◆ **Exercise instructions**
1: Answer these questions from the text about Peretz and the St. Patrick's Cathedral trial:
(a) In what city did Isaac Loeb Peretz die?
(b) Which publisher issued the one volume of his _Tales_?
(c) What work did each of the two Italian boys do, according to the letter?
2: Please write what comes next in the text about Peretz and the St. Patrick's Cathedral trial, starting after its last sentence.

◆ **Text to read**
- - -

Last month, under the strain of relief work for the Jewish families driven from the war zone, there died in Warsaw a great poet, Isaac Loeb Peretz, almost unknown to the English reader, if we do not count one volume of his _Tales_, issued by the Jewish Publication Society. His poetry, written in Hebrew and in Yiddish, may be compared to that of Heine in its gracefulness, but it bears in addition the melancholy of Polish skies. His sketches in prose and his dramas are too subtle in their profound symbolism to be appreciated by the Jewish masses, who nevertheless, worship him as one of the few great artists who had not gone over to till strange fields, richer and more remunerative. The Jewish stage in America flourishes on Gordin’s melodramas and on cheap farces; the theatrical managers are too business-like to produce such a high play as Peretz’s _Golden Chain_.

_The St. Patrick’s Affair_

Emma Goldman sent me this letter about the two Italian boys, Abarno and Carbone, who have been found guilty of trying to blow up St. Patrick’s Cathedral: “Our efforts for the Italian victims were in vain. They were found guilty, although every bit of evidence brought out how the provocateur induced, urged the act, bought the material, made the bombs, and placed them in the cathedral. But the judge said that an officer has the right to do all this since he does it not out of criminal intent but ‘out of duty.’ Imagine what sort of sentence the boys will get from this cruel machine! I was in court all day until ten that night. I was near a collapse, so terribly had the day impressed me. At midnight they telephoned to tell me of the verdict. The horror of it all to me is the material which Polgnani chose—two typical proletarian slaves, one a boot black, the other a cobbler, both underdeveloped from malnutrition, irresponsible in their youthful inexperience, like two frightened deer driven at bay. To hear the lawyers refer to them as ‘fools,’ ‘degenerates,’ ‘ignoramuses,’ without a sign of protest on their part, almost drove me crazy. I had to restrain myself from pulling them to their feet to cry out against the cruelty and humiliation of it all. Life is terrible....”

- - -

◆ **Material provided**
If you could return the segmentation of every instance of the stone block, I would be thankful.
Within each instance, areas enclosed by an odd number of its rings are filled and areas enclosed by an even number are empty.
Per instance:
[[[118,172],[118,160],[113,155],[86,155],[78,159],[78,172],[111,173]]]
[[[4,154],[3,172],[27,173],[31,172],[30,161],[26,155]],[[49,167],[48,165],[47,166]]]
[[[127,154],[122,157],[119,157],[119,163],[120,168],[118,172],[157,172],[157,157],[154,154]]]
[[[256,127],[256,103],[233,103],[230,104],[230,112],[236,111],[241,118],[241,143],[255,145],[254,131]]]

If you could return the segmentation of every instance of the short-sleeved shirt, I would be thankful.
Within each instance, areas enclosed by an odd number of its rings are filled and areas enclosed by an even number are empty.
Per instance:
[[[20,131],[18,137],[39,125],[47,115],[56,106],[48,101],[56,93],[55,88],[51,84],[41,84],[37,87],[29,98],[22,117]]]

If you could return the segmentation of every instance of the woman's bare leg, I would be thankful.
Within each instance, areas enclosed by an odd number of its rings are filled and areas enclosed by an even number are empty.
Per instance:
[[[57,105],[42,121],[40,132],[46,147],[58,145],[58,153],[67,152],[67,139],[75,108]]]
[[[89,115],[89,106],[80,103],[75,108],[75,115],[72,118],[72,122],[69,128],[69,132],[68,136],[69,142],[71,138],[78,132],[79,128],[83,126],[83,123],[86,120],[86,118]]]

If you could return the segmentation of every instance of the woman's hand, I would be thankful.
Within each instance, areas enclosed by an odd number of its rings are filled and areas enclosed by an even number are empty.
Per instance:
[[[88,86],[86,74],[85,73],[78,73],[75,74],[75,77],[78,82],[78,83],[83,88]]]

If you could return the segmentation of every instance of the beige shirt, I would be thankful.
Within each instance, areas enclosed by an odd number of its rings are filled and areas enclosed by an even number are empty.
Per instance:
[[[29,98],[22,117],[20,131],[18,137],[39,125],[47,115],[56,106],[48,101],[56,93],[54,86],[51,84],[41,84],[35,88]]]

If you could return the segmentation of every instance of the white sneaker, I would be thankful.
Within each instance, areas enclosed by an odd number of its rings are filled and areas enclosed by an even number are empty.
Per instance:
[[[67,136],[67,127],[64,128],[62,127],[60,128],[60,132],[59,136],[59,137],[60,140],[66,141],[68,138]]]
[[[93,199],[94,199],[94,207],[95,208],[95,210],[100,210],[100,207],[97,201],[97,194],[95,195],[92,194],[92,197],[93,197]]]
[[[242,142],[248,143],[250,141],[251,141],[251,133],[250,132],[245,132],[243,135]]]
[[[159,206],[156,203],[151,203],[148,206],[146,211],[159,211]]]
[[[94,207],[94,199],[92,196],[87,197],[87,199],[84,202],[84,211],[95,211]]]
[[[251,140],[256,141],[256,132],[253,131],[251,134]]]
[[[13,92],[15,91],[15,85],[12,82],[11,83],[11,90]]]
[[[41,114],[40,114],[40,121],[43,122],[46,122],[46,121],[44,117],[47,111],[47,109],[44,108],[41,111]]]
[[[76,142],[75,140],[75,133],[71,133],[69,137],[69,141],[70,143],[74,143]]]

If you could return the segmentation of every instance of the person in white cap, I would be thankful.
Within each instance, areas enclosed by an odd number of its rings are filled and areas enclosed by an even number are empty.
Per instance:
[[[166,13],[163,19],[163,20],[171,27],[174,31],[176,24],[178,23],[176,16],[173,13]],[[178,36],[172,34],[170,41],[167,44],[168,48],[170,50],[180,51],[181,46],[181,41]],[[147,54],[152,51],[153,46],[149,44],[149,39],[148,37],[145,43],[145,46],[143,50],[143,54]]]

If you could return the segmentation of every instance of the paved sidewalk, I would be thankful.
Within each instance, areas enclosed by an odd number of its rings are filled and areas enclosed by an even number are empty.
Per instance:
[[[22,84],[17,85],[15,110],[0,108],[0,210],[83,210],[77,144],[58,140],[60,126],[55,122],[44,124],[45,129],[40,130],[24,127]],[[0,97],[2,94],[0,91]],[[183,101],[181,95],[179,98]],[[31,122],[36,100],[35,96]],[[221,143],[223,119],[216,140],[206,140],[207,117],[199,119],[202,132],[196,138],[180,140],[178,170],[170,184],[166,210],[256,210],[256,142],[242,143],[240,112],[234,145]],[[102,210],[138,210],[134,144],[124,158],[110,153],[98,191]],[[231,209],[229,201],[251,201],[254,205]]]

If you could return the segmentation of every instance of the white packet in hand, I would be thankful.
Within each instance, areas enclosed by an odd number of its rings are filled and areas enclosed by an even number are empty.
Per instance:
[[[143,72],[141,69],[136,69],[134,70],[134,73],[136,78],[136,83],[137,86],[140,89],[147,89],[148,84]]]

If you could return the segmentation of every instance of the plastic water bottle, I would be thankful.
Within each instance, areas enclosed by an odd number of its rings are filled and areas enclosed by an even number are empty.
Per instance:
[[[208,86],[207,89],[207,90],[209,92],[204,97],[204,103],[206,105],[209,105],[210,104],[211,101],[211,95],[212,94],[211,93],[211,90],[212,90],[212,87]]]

- - -

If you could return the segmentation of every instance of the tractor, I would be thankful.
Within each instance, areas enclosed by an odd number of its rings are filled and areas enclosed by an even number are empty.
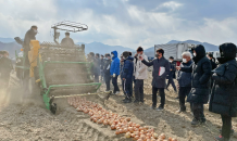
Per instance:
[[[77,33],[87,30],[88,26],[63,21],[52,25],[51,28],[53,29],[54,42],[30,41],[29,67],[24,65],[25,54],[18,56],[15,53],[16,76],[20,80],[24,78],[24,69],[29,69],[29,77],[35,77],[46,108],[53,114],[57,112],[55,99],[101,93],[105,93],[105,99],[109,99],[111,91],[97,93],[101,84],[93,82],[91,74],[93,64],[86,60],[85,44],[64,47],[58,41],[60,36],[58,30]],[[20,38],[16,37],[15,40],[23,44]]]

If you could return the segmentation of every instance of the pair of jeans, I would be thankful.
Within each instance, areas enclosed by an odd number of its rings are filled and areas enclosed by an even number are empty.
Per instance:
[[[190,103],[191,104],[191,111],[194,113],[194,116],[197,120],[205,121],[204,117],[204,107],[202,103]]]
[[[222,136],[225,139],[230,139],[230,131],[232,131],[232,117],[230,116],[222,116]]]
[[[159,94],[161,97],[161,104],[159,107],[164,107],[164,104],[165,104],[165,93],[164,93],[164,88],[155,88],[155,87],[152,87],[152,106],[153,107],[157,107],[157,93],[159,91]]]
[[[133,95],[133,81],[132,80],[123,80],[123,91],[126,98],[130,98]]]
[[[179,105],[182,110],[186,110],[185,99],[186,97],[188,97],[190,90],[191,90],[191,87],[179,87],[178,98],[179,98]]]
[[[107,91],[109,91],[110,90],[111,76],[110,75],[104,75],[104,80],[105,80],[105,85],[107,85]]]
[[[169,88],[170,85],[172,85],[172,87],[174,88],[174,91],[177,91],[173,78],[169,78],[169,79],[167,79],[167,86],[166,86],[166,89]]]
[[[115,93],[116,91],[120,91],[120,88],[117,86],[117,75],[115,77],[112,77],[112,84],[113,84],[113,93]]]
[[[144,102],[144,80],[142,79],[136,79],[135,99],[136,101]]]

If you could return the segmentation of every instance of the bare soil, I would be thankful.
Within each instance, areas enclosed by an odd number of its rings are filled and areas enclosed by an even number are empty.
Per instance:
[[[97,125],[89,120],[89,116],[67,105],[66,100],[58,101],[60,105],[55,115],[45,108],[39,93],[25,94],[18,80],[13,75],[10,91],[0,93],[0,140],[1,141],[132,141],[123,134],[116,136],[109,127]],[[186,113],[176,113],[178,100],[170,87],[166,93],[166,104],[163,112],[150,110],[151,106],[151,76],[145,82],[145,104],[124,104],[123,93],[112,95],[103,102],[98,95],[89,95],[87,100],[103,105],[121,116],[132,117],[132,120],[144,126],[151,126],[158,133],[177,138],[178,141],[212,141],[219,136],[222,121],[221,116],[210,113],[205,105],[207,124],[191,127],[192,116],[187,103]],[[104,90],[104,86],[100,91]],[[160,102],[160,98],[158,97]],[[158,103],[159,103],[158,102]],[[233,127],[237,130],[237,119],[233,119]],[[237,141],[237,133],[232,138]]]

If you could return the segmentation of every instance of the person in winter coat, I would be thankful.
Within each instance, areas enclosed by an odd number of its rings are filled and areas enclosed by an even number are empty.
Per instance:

- - -

◆ **Answers in order**
1:
(a) Warsaw
(b) The Jewish Publication Society
(c) One was a boot black, the other a cobbler.

2:
_More Censorship_

A book called _Fewer and Better Babies: The Limitation of Offspring by the Prevention of Conception_, by William J. Robinson, has just been published by the Critic and Guide Company of New York. In looking through it I came upon several mysterious blank pages, and then found a foot-note explanation to the effect that the chapters on preventives had been completely eliminated by the censorship: “Not only are we not permitted to mention the safe and harmless methods,” says the poor author; “we cannot even discuss the unsafe and injurious methods.” But it probably won’t be long before Mr. Comstock is suppressed....

The Sermon in the Depths

(_Phosphorescent Gleams of Spiritual Putrefactions_)

BEN HECHT

Since reading the recent translation of Fyodor Dostoevsky’s book which is called _The House of the Dead_[1] I have suffered from a distressing ambition. I would like to go to Russia and there commit some naive atrocity and be sent to a Siberian prison for at least ten years. I have an unpatriotic prejudice and a lack of illusion concerning American criminals or I would commit my atrocity on American soil. They, American criminals, are as a rule a petty lot given to sentimental regrets and griefs and reforms and periodicals. There is nothing which reflects the smugness of a people so much as the manner and temperament of its vice. And the temperament of American vice is more distinctly and monotonously bourgeois than any of its virtues. The American citizen even when about to be hanged is unable to rise above the commonplace reactions “imagined” for his predicament by such authors as belong to the Indiana Society.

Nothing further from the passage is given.